• INPUT:
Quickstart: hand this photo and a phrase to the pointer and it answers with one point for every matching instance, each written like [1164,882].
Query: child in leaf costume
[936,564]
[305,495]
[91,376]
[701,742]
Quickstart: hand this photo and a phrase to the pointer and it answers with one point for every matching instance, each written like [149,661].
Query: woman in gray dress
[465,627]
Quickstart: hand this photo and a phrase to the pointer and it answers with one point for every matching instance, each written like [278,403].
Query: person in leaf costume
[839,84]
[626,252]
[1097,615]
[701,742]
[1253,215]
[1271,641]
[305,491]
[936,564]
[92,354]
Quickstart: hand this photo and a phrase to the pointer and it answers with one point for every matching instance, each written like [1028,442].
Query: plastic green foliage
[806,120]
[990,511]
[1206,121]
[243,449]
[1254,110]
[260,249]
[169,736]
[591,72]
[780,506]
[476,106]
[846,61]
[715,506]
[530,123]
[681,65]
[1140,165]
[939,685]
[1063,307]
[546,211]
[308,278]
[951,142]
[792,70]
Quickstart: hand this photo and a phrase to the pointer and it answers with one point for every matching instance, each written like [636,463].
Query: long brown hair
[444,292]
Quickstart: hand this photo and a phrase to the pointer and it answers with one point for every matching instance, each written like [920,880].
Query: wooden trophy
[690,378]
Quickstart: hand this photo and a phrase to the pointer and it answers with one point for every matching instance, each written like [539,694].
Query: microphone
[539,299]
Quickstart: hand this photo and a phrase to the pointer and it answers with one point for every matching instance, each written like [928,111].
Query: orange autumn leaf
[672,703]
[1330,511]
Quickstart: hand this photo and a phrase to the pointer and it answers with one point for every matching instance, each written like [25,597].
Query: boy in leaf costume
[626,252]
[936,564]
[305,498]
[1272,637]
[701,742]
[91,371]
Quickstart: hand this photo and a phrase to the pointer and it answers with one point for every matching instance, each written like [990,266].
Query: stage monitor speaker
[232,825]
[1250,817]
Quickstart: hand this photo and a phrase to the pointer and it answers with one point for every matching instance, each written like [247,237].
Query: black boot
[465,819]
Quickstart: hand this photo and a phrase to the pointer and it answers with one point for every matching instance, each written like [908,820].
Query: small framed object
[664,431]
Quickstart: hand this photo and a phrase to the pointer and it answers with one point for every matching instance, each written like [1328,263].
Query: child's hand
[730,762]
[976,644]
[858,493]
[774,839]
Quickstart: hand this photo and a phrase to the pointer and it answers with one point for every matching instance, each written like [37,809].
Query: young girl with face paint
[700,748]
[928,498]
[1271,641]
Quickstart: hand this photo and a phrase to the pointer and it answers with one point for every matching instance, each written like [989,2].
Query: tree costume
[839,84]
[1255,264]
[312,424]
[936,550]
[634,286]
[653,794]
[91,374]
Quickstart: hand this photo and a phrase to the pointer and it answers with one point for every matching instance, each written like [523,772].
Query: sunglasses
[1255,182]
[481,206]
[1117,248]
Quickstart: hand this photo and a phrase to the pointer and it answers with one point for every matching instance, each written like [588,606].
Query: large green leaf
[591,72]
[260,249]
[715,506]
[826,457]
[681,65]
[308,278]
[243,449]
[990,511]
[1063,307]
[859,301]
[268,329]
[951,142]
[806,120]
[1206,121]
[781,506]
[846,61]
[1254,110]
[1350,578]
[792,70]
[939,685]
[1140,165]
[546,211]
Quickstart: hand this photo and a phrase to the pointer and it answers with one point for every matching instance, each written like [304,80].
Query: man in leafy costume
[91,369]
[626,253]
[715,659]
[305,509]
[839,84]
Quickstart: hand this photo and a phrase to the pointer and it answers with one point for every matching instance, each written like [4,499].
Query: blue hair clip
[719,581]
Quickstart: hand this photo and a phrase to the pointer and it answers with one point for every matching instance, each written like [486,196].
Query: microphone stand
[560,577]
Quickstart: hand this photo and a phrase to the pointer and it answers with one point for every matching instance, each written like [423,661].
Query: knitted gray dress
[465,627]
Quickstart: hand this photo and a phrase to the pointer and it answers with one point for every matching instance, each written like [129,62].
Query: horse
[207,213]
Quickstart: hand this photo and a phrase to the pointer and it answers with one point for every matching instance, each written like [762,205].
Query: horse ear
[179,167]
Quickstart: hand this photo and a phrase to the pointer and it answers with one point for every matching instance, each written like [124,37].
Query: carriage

• WORK INSTRUCTIONS: The entries above must be retyped exactly, down to the last character.

• RESULT OF THIS EXERCISE:
Quickstart: hand this photo and a phrase to the pointer and it answers with one point for every matching instance, each written like [1164,882].
Query: child in leaf costume
[936,564]
[305,495]
[91,376]
[701,742]
Quickstart: hand this photo and a phrase to the pointer and it answers with one point for every matching instance, each written like [149,661].
Query: woman in gray dress
[465,627]
Quickstart: hand this photo and a phrase to the pointer and it answers with one point for every matching instance, each written like [278,403].
Query: person in leaf costume
[839,84]
[626,252]
[1097,615]
[701,742]
[1253,215]
[1271,641]
[305,491]
[936,564]
[92,354]
Quickstart: hand this photo and a phrase to the pointer and it answers with one point for every matching instance, each written like [1028,442].
Query: plastic green foliage
[806,120]
[990,511]
[1206,121]
[243,449]
[1254,110]
[260,249]
[169,736]
[591,72]
[780,506]
[476,106]
[846,61]
[715,506]
[530,123]
[681,65]
[1140,165]
[939,685]
[1063,307]
[546,211]
[308,278]
[951,142]
[792,70]
Quickstart: hand this photo and a phrase to the pointer and it answers with one point for every matching instance, each written like [636,463].
Query: long brown hair
[444,292]
Quickstart: hand this photo and a phrase to the pointer and it answers with one point for every matching instance, each written like [920,880].
Query: wooden trophy
[690,378]
Quickstart: hand this photo and a phrase to the pointer and it answers with one point for every matching instance, each written like [539,694].
Query: microphone
[539,299]
Quickstart: hand this photo and a phrase to the pointer and it answers with one point for every matching instance, each written like [928,111].
Query: orange autumn leaf
[672,703]
[1330,511]
Quickstart: hand this photo and a phrase to the pointer and it answers with one point for every matching instance, each written like [25,597].
Query: boy in leaf costume
[626,252]
[936,564]
[305,498]
[1272,637]
[701,742]
[91,371]
Quickstart: hand this photo and a phrase to the pointer and it answers with one point for every matching instance, each written like [990,266].
Query: stage monitor speaker
[232,825]
[1250,817]
Quickstart: hand this photo and a phrase to the pointer and it answers with one point for every matching instance, each written like [247,237].
Query: black boot
[465,819]
Quickstart: hand this photo and a phrase to the pointer and it answers with one point for every matching instance, each written like [908,820].
Query: small framed object
[664,431]
Quickstart: hand this photo and a phrase to the pointer and it answers with one point for every matching instance, each written like [1328,263].
Query: child's hand
[730,762]
[976,644]
[858,493]
[774,839]
Quickstart: hand this photo and a phrase to the pointer and it answers with one point for every matching instance, each written like [37,809].
Query: young girl with face paint
[700,748]
[928,498]
[1271,641]
Quickstart: hand this photo and a phrase to the pointer and it answers with one point for every matching instance, each written like [989,2].
Query: tree costume
[839,84]
[1255,264]
[312,424]
[936,550]
[634,286]
[653,794]
[91,374]
Quickstart: hand this photo and a phrase to the pointer and it answers with one point for every matching instance, each written like [523,772].
Query: sunglasses
[1255,182]
[481,206]
[1117,248]
Quickstart: hand this photo and a phrase to the pointer and it answers with one point for every matching instance, each written like [588,606].
Query: large green leaf
[591,72]
[260,249]
[715,506]
[826,457]
[681,65]
[308,278]
[243,449]
[990,511]
[1063,307]
[859,301]
[268,329]
[951,142]
[806,120]
[1206,121]
[781,506]
[846,61]
[1254,110]
[1350,578]
[792,70]
[939,685]
[1140,165]
[546,211]
Quickstart: hand this photo and a phrase to the pointer and it answers with one point for every matching instance, each written like [304,80].
Query: man in leafy costume
[91,369]
[626,253]
[715,659]
[305,509]
[839,84]
Quickstart: hand this photo and a phrase to the pointer and it answers with one point for every matching instance, each written like [4,499].
Query: blue hair clip
[719,581]
Quickstart: hand this photo and a phrase to the pointer and it answers with one point for every matching instance, each written like [486,196].
Query: microphone stand
[560,577]
Quickstart: hand this photo and a phrase to the pointer and it answers with one point for every matching instance, each written like [423,661].
Query: knitted gray dress
[465,627]
Quickstart: hand this photo and a phrase to the pointer and it answers with one point for every matching instance, each written like [129,62].
Query: horse
[207,213]
Quickstart: hand this photo and a phrase to the pointer and it answers with one point for every matching instance, each written like [762,205].
Query: horse ear
[179,167]
Quickstart: hand this photo and a phrase to the pointer and it answers with one point for every matching instance, each written like [124,37].
Query: carriage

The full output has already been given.